■ What you have to do
In the data below, which lines hold "laptop"? Copy every one.

■ Source material
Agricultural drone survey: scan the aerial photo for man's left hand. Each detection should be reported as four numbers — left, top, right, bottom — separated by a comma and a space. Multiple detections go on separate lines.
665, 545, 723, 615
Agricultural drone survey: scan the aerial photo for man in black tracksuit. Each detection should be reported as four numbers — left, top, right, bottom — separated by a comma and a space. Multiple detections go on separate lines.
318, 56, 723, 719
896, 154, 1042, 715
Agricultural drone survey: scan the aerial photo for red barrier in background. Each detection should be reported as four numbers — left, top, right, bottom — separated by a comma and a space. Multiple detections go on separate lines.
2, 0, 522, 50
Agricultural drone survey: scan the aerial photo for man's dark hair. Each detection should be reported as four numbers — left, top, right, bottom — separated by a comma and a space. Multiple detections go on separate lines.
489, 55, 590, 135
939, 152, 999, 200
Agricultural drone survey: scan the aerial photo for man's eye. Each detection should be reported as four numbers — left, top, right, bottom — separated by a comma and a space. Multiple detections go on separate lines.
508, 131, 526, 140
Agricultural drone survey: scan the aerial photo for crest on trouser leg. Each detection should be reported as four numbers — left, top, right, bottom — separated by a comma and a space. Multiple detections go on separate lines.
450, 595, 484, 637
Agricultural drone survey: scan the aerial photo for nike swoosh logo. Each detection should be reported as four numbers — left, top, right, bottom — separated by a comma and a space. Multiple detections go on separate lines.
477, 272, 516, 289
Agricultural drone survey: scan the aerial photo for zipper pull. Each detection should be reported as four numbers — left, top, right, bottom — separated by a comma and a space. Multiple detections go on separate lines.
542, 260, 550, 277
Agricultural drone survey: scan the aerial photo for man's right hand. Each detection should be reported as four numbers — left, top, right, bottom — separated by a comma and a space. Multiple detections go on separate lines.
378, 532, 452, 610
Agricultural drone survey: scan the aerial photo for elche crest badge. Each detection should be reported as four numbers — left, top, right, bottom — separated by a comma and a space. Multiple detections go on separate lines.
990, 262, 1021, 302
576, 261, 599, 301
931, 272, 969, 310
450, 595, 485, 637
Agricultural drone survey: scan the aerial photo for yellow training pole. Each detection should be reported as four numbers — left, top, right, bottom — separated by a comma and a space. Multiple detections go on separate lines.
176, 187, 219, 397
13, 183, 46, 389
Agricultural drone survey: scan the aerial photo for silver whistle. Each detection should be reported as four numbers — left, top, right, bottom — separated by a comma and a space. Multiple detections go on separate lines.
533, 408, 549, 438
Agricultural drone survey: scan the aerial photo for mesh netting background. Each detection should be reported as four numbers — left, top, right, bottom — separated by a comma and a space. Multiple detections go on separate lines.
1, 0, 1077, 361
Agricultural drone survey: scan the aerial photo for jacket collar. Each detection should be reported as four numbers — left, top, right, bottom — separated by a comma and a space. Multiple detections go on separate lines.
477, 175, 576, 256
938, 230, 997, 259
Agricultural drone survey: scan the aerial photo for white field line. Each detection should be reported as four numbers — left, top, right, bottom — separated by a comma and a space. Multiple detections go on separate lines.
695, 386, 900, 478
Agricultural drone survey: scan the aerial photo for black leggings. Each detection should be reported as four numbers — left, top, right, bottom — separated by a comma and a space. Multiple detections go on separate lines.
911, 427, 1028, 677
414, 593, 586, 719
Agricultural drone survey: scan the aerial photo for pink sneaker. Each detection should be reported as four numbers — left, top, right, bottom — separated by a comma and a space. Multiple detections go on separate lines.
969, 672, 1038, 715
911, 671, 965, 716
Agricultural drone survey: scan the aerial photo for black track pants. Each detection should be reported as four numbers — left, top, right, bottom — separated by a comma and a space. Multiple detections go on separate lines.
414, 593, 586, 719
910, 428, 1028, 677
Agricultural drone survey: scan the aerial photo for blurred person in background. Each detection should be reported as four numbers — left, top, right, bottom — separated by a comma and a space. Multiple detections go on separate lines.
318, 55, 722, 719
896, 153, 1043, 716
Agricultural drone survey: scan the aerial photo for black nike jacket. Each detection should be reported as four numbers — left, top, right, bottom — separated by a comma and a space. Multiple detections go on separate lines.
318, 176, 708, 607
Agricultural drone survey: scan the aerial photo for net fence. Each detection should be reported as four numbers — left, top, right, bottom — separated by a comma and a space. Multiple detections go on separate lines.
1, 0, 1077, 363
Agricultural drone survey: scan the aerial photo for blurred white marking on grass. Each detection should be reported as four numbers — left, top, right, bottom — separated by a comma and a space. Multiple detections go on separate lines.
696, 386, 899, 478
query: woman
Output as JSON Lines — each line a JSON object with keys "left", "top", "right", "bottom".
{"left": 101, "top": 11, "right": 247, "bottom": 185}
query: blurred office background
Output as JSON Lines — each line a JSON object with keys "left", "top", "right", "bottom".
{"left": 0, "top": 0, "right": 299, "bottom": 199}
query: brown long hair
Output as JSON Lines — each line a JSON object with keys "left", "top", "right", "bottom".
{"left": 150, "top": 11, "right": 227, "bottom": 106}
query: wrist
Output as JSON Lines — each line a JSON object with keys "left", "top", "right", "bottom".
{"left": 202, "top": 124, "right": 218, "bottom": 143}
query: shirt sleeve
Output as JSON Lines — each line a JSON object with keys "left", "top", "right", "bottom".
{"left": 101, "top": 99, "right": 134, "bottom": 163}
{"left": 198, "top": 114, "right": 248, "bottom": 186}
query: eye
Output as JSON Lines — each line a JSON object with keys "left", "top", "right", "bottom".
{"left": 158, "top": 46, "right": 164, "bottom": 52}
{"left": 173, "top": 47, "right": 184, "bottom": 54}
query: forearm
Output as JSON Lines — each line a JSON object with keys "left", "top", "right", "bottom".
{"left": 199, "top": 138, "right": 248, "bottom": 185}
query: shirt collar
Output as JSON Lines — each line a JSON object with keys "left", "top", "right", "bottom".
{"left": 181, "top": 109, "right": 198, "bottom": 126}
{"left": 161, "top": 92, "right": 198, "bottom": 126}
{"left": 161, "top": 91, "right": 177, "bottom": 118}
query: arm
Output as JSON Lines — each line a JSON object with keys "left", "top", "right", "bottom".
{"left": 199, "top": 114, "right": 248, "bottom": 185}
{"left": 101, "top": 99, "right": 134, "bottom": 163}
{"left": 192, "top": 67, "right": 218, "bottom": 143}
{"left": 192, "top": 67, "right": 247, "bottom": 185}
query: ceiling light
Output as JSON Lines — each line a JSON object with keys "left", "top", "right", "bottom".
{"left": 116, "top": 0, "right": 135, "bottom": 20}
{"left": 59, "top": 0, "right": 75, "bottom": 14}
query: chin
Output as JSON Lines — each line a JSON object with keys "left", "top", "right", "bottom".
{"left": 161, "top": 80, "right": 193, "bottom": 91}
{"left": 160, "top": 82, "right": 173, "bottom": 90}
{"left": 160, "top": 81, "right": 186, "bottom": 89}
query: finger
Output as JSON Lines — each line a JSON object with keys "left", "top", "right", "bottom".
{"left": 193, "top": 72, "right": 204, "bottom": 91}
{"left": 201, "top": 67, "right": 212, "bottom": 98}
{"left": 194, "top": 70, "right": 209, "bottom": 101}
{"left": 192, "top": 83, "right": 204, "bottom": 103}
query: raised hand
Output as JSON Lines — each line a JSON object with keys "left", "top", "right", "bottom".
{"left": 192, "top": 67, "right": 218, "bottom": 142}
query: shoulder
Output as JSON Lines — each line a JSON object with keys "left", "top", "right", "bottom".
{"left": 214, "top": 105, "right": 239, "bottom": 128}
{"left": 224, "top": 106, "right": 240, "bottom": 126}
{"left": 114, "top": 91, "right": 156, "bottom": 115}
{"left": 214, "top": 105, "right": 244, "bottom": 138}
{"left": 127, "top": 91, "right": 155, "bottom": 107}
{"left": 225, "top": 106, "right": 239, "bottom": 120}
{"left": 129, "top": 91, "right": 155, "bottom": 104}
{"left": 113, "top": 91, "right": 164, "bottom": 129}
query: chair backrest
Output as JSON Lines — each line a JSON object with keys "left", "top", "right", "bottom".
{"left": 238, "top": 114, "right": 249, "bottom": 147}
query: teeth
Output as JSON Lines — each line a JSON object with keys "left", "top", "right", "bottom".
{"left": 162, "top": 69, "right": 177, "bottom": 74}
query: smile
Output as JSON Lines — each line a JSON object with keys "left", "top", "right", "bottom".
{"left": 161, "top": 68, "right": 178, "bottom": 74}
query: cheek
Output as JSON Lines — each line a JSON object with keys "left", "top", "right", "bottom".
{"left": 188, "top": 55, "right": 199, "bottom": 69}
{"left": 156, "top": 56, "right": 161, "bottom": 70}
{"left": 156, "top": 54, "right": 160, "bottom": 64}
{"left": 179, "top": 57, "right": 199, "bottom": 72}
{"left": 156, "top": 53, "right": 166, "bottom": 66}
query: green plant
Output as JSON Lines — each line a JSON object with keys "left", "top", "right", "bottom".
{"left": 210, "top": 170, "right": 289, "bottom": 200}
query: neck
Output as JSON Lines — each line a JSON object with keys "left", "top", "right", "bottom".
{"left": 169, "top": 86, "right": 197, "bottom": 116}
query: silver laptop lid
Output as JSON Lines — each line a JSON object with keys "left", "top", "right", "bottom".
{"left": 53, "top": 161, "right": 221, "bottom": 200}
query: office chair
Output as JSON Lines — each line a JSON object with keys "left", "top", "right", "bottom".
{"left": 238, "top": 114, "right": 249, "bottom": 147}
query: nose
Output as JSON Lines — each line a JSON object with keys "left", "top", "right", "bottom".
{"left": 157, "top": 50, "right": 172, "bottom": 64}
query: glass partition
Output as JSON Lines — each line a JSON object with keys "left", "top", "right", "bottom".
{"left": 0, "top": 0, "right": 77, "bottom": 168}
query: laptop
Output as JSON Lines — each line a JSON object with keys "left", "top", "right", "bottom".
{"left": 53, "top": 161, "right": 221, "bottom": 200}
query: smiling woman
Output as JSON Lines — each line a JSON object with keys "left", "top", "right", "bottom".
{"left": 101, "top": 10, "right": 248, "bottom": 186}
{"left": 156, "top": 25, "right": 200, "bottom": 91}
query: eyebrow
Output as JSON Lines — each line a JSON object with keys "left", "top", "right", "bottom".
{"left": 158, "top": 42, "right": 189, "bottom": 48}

■ Answer
query: silver laptop lid
query: laptop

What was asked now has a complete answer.